She published her second book (Tondbad e Sarnevesht e. g. Storm of Destiny) in 1996 which was republished four times. She cooperated with the Jewish journal Ofogh-e Bina as general editor and writer until her emigration to United States. Elham was a founding member and one of the head editors of Bina Magazine, e.g. ofogh bina. In 1998, Elham along with some of her nationalist peers founded the مَرز پُرگُهَر, Iranians for a secular Republic. Her third novel (Ashk-e Sham' e. g. Tear of the Candle] was published in 1999. The focus of her novels are the Persian women between tradition and modernity, the absence and maltreating of their rights predominantly by family members and lack of equivalency in social life. The novel Ašk-e šamʿ is an example of such disorder within Iranian community.

After the pro-democracy movement of July 1999, she moved to the United States. She started working as a counselor at JVS, one of the Jewish Federation's agencies helping new immigrant and refugees and continued her pro-democracy activism from the U.S. She has visited different cities and states within U.S. to give lectures, interviewed prominent human right activists and high ranking government members. Elhmam’s activities towards highlighting the human rights challenges in Iran, denial of Holocaust on behalf of Iranian leaderships and her struggle against antisemitic resentments among Iranian politicians caused harsh verbal attacks of several radical Iranian newspapers and state-financed broadcastings which identified her as Zionist and anti-revolutionary individual. In 2007, Elham started working as Community Outreach Advisor at California Army National Guard. In 2008, she pursued her studies in the masters program of the International Relations Department of California State University.

**Excerpted data**
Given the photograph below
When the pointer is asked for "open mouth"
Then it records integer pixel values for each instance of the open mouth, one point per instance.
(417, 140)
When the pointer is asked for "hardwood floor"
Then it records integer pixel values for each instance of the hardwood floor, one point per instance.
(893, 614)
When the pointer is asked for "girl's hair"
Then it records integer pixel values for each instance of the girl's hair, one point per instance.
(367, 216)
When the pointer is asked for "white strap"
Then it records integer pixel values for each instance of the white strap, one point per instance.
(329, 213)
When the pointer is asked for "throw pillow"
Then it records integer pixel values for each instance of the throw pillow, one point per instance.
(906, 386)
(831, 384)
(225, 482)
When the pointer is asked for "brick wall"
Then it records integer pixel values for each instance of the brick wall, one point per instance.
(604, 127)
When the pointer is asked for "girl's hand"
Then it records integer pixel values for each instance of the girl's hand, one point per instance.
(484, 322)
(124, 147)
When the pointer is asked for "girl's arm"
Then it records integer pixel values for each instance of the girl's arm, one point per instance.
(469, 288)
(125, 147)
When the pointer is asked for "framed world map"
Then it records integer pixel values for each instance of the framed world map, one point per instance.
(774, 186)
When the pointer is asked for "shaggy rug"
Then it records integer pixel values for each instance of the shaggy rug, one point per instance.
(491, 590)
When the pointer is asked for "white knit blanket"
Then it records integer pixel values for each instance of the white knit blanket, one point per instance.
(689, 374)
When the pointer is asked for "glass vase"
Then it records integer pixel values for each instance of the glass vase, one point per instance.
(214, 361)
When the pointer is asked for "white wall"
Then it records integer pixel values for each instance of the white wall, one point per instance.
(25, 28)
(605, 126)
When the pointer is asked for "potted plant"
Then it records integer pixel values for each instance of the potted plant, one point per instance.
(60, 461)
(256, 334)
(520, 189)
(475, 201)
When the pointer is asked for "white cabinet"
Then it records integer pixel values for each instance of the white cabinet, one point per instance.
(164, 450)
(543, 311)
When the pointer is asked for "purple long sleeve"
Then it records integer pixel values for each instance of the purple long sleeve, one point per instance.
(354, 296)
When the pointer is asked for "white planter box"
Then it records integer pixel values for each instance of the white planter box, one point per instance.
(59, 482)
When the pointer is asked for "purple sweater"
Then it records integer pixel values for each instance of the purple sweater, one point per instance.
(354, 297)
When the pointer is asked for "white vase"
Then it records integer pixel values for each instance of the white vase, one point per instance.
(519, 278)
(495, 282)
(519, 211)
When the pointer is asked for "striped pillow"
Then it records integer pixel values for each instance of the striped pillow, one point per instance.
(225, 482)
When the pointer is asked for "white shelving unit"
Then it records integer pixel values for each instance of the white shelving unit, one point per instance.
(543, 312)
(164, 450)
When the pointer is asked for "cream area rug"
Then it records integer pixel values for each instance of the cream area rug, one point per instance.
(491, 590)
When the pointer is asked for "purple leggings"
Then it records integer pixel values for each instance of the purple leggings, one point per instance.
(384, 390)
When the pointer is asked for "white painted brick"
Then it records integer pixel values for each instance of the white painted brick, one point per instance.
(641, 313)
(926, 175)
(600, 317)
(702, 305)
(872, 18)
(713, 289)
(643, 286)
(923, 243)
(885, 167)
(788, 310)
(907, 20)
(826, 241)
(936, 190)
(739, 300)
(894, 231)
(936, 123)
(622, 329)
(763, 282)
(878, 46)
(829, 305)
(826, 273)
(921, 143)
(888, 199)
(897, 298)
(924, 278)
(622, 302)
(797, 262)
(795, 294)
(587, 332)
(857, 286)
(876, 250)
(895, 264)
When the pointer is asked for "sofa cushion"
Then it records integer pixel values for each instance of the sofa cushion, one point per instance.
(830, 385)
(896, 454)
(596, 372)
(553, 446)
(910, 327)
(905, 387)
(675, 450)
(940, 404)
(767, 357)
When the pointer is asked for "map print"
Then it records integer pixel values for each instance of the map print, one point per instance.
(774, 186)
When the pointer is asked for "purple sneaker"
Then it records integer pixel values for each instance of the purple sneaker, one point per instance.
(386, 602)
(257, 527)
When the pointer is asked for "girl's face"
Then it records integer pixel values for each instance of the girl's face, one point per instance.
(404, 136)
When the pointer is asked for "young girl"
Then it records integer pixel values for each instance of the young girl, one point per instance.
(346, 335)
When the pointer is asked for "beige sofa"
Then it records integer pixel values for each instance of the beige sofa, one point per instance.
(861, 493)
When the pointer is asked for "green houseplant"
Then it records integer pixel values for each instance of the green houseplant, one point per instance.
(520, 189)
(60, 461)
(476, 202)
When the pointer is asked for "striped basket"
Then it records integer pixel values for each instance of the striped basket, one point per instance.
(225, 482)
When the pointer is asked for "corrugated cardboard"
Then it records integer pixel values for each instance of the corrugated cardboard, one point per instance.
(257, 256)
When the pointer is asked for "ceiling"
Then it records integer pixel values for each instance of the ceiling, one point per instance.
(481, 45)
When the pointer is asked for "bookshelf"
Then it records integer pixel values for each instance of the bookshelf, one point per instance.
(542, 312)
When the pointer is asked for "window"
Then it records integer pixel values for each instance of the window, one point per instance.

**What to do**
a - Please reproduce the part of the passage about Elham that opens with the words containing "She published her" and closes with "within Iranian community.".
b - Using the passage about Elham, answer each of these on its own line:
(i) In what year did she publish her second book?
(ii) What did she and some of her nationalist peers found in 1998?
(iii) What position did she take up in 2007, and with which organization?
c - Carry the passage about Elham forward from its final sentence.

**Responses per task**
a -
She published her second book (Tondbad e Sarnevesht e. g. Storm of Destiny) in 1996 which was republished four times. She cooperated with the Jewish journal Ofogh-e Bina as general editor and writer until her emigration to United States. Elham was a founding member and one of the head editors of Bina Magazine, e.g. ofogh bina. In 1998, Elham along with some of her nationalist peers founded the مَرز پُرگُهَر, Iranians for a secular Republic. Her third novel (Ashk-e Sham' e. g. Tear of the Candle] was published in 1999. The focus of her novels are the Persian women between tradition and modernity, the absence and maltreating of their rights predominantly by family members and lack of equivalency in social life. The novel Ašk-e šamʿ is an example of such disorder within Iranian community.

b -
(i) 1996
(ii) Iranians for a secular Republic
(iii) Community Outreach Advisor at the California Army National Guard

c -
In 2008, Elham created a group on social media as Iran-Israel Alliance of Nations to promote
friendship and raising awareness of the political and ancestral history of the two nations in order to promote understanding and a venue for receptive relations. Later this group was registered as a non-profit organization. Elham appeared in several News platform to talk about her mission.

In 2010, Elham announced the launch of Aryana Fashion, a new venture selling trendy handbags and accessories.
Elham translated and published the Global Directory of Zorastrian Fire Temples in 2011. An open letter she wrote in 2013 addressed remarks by the Iranian comedian and actor Akbar Abdi's towards Jews during a speech he gave at a ceremony organized in his honour.

Elham continues to be a writer and activist on behalf of the Jewish Iranian diaspora in Los Angeles and nationwide.

She is board member of a few non-profit organizations such as B'nai B'rith, Iranian American Jewish Federation and also advisor of 7dorim She Is a board member of Friends of Westwood Library and Board member and CFO of West LA Chamber of Commerce

==Books==
- The Silent Ocean (Darya ye Khamoosh)
- Storm of Destiny (Tondbad e Sarnevesht)
- The Candle's Tear (Ashk e Sham)
- Global Directory of Zoroastrian Fire Temples (co-author with Marzban J Giara)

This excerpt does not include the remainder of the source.